» The task:
In the records below, copy out word for word the stretch from the line containing "One point belongs on each instance of the white lower" through the end of the records, both ends included.

====== Records for this task

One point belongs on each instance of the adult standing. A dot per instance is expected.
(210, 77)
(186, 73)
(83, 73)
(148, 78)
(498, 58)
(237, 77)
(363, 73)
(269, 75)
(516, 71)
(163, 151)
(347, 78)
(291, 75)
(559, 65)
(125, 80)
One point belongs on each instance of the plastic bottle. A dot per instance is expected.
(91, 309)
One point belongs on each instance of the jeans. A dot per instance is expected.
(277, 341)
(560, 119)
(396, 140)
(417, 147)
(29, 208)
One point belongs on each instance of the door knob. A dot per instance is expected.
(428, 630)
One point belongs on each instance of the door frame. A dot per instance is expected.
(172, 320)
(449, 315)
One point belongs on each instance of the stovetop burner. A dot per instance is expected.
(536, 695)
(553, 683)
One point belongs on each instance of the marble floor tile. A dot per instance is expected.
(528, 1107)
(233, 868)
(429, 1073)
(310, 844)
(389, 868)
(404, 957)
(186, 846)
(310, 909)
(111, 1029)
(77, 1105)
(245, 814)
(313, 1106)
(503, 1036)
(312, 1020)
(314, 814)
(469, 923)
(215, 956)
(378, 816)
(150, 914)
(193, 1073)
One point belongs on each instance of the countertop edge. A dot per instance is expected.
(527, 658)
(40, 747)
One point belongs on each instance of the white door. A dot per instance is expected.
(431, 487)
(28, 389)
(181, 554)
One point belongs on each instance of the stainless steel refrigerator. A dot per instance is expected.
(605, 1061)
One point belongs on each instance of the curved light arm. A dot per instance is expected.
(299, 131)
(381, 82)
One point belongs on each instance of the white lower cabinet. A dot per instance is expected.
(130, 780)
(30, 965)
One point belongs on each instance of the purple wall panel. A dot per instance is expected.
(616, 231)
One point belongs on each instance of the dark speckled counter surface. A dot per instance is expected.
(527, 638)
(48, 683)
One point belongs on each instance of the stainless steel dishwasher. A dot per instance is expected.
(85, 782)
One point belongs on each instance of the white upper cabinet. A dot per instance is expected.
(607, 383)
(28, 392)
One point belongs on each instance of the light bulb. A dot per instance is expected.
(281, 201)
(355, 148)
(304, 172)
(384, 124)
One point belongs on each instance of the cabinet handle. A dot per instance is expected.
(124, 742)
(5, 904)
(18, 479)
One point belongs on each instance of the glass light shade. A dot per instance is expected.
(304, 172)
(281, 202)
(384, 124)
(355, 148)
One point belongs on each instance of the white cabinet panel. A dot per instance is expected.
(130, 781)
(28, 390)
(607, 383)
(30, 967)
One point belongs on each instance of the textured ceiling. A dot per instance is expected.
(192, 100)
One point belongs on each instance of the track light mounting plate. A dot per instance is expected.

============

» Solution below:
One point belongs on each instance of the white lower cabinet. A dot per instance is expected.
(130, 780)
(30, 965)
One point belongs on each instance of the purple wall panel. A dot per instance is expected.
(616, 231)
One point belongs on each instance of the dark speckled counter surface. A dot per instance is expected.
(527, 638)
(48, 683)
One point belongs on each instance of the stainless steel dishwasher. A dot per instance is expected.
(85, 782)
One point belongs on each instance of the white upper cabinet. A dot per instance is expected.
(607, 383)
(28, 392)
One point belongs on each instance of the light bulb. A dot per instance is expected.
(281, 201)
(355, 148)
(304, 172)
(384, 124)
One point belongs on each instance of the cabinet handle. A dot per instance is expected.
(124, 742)
(5, 904)
(18, 479)
One point belongs on each instance of the glass light shade. A dot per instance is expected.
(304, 172)
(281, 202)
(384, 124)
(355, 148)
One point belongs on each instance of the white cabinet panel. A dot per instance is expected.
(130, 781)
(28, 390)
(607, 383)
(30, 967)
One point belongs on each instance of the textured ceiling. A dot per instance is expected.
(192, 100)
One point belongs on each instance of the track light mounting plate. A dot per instance is expected.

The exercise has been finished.